"No, the worst thing, worse even than sitting around crying about that inevitable day when my son will leave for college, worse than thinking about whether or not in the meantime to get him those hideous baby shots he probably should have but that some babies die from, worse than the fears I have when I lie awake at 3:00 in the morning (that I won't be able to make enough money and will have to live in a tenement house where the rats will bite our heads while we sleep, or that I will lose my arms in some tragic accident and will have to go to court and diaper my son using only my mouth and feet and the judge won't think I've done a good enough job and put Sam in a foster home), worse even than the fear I feel whenever a car full of teenagers drives past my house going 200 miles an hour on our sleepy little street, worse than thinking about my son being run over by one of those drunken teenagers, or his one day becoming one of those teenagers -- worse than just about anything else is the agonizing issue of how on earth anyone can bring a child into this world knowing full well that he or she is eventually going to have to go through the seventh and eighth grades." -- Anne Lamott, Operating Instructions.
Zygote has a number of years to go before we have to confront this particular horror, but this morning, the MG packed up her stuff and headed out for her first day of middle school. She's only in fifth grade, but in her district, middle school runs from grades 5-8, with the little kids getting thrown in with a bunch of large-breasted hozzles and boys who already have facial hair. The school has done everything it can to assuage parents' fears, keeping the kids apart except for when they enter and leave the building. Still, I am nervous. If I had the power to redo, or just skip, any time in my life, I would probably choose middle school. I don't think I'm unique.

◆ **Aim**
Pick up the post about the first day of middle school above where it stops, carrying on after "I don't think I'm unique."

◆ **Data excerpts**
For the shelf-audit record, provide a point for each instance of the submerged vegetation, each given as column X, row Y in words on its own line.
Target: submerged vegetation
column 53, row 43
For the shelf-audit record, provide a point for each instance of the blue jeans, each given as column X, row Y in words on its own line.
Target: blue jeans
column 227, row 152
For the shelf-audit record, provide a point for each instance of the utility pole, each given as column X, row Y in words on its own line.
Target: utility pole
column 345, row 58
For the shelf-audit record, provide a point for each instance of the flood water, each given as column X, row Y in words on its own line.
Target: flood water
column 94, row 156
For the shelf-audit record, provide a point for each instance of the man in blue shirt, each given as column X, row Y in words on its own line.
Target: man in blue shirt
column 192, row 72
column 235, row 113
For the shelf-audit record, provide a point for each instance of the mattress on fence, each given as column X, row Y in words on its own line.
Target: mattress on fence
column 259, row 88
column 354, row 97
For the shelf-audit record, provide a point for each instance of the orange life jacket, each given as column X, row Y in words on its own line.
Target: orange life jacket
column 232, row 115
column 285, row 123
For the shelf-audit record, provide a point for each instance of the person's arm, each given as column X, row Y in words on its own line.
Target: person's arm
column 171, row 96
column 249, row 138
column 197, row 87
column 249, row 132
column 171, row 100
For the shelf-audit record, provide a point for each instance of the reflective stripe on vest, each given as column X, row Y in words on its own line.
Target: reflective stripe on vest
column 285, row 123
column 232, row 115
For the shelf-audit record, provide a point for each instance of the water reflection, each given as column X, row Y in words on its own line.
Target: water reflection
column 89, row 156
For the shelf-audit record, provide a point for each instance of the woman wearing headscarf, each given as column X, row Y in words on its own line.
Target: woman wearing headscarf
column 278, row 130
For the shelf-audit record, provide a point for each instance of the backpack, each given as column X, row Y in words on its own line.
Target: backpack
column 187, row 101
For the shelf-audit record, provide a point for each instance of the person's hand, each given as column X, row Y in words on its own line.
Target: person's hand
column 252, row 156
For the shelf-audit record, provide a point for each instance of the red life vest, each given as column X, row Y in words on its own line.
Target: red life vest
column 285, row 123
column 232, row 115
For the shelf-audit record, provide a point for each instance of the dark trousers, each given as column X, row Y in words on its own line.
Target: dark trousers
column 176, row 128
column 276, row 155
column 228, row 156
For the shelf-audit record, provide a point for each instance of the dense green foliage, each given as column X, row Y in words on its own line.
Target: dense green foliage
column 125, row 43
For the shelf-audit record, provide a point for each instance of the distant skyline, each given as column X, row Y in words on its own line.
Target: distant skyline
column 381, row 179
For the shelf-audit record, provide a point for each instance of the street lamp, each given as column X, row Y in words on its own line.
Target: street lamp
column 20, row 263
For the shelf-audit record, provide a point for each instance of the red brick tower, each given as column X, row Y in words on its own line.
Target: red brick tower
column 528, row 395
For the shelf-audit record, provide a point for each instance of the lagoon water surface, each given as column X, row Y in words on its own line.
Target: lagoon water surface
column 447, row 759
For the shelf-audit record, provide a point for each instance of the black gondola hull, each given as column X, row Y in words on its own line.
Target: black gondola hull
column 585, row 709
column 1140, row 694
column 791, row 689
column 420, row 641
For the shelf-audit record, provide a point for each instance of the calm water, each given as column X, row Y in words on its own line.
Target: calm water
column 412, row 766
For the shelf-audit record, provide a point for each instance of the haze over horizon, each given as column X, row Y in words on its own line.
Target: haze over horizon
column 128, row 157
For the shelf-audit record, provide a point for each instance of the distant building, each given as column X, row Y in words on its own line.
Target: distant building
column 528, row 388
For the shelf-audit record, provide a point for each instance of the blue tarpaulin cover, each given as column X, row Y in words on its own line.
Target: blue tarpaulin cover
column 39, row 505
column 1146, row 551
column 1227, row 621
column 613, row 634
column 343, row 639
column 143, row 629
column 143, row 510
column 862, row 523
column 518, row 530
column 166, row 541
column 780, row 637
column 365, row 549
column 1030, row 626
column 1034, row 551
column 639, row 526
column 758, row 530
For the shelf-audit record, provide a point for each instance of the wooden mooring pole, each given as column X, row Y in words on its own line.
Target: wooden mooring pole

◆ **Response for this exercise**
The MG must sense this because she has had tons of anxiety preparing for school. She's worried about remembering her locker combination, changing classes, and getting bullied. And how have we responded to her questions and needs for reassurance? Well, basically, I've flat out lied. I tell her that it will all be okay, and that while it wasn't enjoyable ALL the time, I've always liked school.
What I didn't tell her: it was horrendous. I don't tell her that the mean girls were out of control and that some of the mean girls were supposed best friends. That the boys are still ridiculously babyish, until they're snapping your bra or whispering filthy comments to you. I don't tell her that you are never smart enough or pretty enough or funny enough or skinny enough, and that if you think these things don't matter, your friends and classmates will tell you that you're immature. You will have boobs or you won't. You will have your period or you won't. You will have a first boyfriend or you won't. Neither is preferable because with all of your raging hormones, every option will seem awful and you'll probably hate the world and everyone in it. Melodramatic much? Well, at least she doesn't have to take the bus. I would have to do some of my best PR work yet to put a good spin on that.
I read Queen Bees and Wannabes: Helping Your Daughter Survive Cliques, Gossip, Boyfriends, and Other Realities of Adolescence about a year ago and one of the most important bits of information that I took from that book was to check your baggage at the door. I obviously have my own biases, but I'm trying not to let them influence the MG's experience of middle school. I honestly hope, for her sake and selfishly for mine (I wouldn't sic my preteen self on my worst enemies), that her experience is different from mine and that she thrives.
One day down. 1,459 to go.
And then there's high school.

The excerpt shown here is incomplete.